## Begin Supplied entries

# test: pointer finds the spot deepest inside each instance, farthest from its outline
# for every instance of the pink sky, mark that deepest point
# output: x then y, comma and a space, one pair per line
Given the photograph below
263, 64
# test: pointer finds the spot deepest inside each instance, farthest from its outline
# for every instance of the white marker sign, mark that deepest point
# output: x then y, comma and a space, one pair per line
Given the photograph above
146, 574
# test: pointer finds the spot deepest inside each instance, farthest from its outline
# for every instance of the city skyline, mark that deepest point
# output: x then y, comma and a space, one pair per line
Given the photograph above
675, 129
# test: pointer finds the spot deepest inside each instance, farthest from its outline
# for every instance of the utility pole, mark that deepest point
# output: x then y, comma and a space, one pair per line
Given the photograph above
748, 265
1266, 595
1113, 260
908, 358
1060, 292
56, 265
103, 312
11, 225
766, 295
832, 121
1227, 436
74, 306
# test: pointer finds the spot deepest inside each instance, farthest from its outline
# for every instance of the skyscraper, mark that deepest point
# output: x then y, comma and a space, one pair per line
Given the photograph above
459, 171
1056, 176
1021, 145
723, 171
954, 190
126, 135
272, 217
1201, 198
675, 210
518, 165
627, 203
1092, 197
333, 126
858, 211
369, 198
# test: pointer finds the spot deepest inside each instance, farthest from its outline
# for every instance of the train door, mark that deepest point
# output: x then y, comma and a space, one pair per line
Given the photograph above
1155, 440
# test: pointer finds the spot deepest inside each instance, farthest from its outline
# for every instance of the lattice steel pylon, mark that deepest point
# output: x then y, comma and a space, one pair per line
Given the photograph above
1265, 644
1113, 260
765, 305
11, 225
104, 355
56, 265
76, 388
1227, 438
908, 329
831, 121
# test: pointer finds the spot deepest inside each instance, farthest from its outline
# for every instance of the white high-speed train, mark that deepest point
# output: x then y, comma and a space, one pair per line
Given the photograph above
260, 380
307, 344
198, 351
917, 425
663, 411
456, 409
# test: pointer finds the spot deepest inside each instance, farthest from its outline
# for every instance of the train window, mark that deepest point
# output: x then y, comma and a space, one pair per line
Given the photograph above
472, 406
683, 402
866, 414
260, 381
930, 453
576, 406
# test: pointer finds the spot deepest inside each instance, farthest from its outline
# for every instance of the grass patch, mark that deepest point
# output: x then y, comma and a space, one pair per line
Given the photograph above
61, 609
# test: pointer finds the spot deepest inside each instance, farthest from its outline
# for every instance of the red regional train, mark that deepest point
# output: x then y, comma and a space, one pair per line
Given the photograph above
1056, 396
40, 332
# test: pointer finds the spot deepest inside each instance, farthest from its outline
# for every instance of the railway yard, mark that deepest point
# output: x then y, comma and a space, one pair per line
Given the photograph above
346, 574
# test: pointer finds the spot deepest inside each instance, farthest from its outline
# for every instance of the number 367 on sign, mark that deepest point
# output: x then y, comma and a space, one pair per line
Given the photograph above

## End Supplied entries

-- What to do --
Set down every line of the listing above again, exactly as given.

-- Solution --
# test: pointer finds the spot deepest inside each instance, farthest from its outline
# for every instance of the pink sky, mark that deepest point
# output: x then y, comma and a space, one pair per line
Given the photograph below
263, 64
# test: pointer finds the spot deepest inside each instance, farthest from its outline
# for every instance of the white marker sign, mark that deepest point
# output: x then y, comma and a space, one pair per line
Given the photograph above
146, 574
# test: pointer finds the spot deepest inside each instance, farthest from its outline
# for every instance of the city skyline, mark that deepest point
# output: x then y, comma and a space, one pair per line
Given the photograph above
675, 129
# test: pointer finds the spot deepest inside each instance, farthest from its outline
# for every instance of the utility pole, mark that deepest point
# output: x then y, comma and a space, one pair per line
Given the photograph above
748, 265
1266, 595
1113, 260
908, 358
1060, 292
56, 265
103, 312
11, 225
766, 295
832, 121
1227, 436
74, 306
# test: pointer finds the spot deepest inside each instance, farthest from its outline
# for every instance of the skyscraper, mark that deepest point
# output: x then y, comma and a space, one pair per line
Given the photograph above
459, 171
1056, 176
1021, 145
723, 171
954, 190
126, 135
272, 217
1201, 198
675, 210
518, 165
627, 203
1092, 197
333, 126
858, 211
369, 198
# test: pointer finds the spot deepest inside each instance, farthest from its outline
# for every instance of the train door, mark that deepest point
# output: x then y, comma and a space, one pair per line
Given the photograph above
1155, 440
# test: pointer finds the spot deepest inside each instance, farthest from its outline
# for every instance of the lattice steel pylon, mark that deepest point
# output: x then y, comma and a space, one pair per line
Given the photograph above
1265, 644
1113, 260
765, 305
11, 225
104, 355
56, 265
76, 388
1227, 438
908, 329
831, 121
# test: pointer finds the spot deepest inside each instance, farthest from its outline
# for every instance of the white high-speed train, mark that deepest point
# output: x then y, comma and a space, one pair per line
Given the photograph above
260, 380
307, 344
198, 351
917, 425
663, 411
456, 409
# test: pointer finds the spot deepest inside each instance, farthest from its outline
# for every instance of the train window, mark that deepest point
# output: x then y, comma and a space, one pair per line
Given the photograph above
472, 406
683, 402
866, 414
260, 381
930, 453
576, 406
# test: pointer finds the spot deepest inside each instance, farthest from its outline
# for every instance of the grass patch, mark that deepest point
# output: x then y, comma and a space, one pair per line
Given the photograph above
61, 609
# test: pointer finds the spot deepest inside each instance, farthest from its outline
# for every instance of the red regional train, mark that deepest point
# output: x then y, comma and a space, one pair per line
Given the photograph above
1056, 396
40, 332
# test: pointer finds the spot deepest inside each instance, farthest from its outline
# for every instance of the railway yard, mark that deepest point
# output: x then y, comma and a space, one pair per line
Given the photograph above
346, 574
# test: pointer finds the spot deepest inside each instance, farthest from its outline
# for every instance of the number 367 on sign, mark that deepest point
# output: x then y, comma and a space, one pair per line
Given the photograph above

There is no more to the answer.